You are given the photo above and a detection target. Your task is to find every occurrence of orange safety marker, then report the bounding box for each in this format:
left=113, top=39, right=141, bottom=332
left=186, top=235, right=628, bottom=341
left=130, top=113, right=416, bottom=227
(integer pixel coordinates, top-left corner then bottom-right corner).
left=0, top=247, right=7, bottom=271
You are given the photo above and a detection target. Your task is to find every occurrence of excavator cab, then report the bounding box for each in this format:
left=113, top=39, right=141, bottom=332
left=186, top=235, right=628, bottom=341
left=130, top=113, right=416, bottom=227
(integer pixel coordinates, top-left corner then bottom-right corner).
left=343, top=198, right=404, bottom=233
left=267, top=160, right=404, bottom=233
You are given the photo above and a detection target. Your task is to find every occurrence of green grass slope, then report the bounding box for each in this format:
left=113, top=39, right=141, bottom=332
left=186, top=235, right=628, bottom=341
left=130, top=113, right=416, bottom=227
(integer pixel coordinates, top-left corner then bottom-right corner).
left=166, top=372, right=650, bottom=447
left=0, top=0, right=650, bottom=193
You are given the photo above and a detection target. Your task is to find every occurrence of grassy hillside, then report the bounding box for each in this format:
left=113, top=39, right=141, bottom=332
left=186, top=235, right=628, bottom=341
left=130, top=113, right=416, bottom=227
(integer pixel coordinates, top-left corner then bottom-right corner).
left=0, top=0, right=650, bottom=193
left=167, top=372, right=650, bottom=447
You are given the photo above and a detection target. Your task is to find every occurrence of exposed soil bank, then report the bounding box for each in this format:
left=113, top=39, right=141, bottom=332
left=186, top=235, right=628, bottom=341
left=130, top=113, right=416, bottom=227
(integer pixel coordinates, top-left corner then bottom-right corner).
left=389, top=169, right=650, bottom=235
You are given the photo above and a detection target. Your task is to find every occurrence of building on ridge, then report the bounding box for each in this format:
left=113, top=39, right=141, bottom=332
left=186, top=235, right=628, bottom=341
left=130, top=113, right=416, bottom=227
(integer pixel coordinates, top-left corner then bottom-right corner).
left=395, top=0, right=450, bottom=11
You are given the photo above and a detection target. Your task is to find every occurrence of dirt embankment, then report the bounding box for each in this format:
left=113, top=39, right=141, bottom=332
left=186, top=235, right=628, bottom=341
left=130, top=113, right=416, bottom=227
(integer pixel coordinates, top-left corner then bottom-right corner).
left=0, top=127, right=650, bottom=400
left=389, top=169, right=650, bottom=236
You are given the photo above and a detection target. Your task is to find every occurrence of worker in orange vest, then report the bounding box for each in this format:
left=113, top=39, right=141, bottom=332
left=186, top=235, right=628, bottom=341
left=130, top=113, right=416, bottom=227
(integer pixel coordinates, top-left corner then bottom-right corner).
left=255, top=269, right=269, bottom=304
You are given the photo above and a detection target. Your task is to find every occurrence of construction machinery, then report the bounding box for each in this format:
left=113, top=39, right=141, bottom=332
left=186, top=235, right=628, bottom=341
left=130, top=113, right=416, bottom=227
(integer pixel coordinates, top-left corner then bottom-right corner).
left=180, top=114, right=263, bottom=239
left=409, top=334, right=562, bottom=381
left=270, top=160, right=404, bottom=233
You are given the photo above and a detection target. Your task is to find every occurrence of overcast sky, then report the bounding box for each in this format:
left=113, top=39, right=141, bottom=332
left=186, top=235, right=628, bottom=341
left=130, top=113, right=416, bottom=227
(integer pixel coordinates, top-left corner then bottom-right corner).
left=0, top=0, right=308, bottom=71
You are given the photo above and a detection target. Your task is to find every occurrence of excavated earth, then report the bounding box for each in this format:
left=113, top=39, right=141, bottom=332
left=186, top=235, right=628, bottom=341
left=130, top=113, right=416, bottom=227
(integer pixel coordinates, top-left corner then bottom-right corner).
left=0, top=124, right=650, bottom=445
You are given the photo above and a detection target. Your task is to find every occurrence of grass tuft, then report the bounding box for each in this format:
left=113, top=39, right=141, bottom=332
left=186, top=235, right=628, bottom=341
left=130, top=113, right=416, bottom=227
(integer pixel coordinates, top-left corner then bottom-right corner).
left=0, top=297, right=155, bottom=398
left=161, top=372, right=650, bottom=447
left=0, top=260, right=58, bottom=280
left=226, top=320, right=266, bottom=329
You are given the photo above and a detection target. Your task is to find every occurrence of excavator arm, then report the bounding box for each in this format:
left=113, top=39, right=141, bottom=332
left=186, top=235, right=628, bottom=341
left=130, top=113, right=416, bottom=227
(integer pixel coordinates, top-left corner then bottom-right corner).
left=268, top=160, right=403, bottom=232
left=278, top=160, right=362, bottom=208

━━━━

* [REQUIREMENTS]: Present the records above, from the line containing "occurrence of exposed" through the line containing "left=395, top=0, right=450, bottom=11", inclusive, as a Markdown table with the columns "Row" and "Line". Number each line in order and leave out any blank lines.

* [ANSWER TO THIS TASK]:
| Row | Line |
|---|---|
| 1 | You are given the photo above and a detection target. Your task is to find every occurrence of exposed soil bank, then report the bounding box for each in this format: |
| 2 | left=113, top=39, right=141, bottom=332 |
| 3 | left=186, top=235, right=628, bottom=341 |
| 4 | left=130, top=113, right=416, bottom=227 |
| 5 | (integer pixel coordinates, top-left corner then bottom-right corner). |
| 6 | left=389, top=169, right=650, bottom=235 |
| 7 | You are given the photo above and a detection target. Your task is to find every occurrence of building on ridge, then report the bounding box for each in this format: |
| 8 | left=113, top=39, right=141, bottom=332 |
| 9 | left=186, top=235, right=628, bottom=341 |
| 10 | left=130, top=113, right=416, bottom=227 |
| 11 | (integer pixel coordinates, top-left corner then bottom-right corner). |
| 12 | left=395, top=0, right=450, bottom=11 |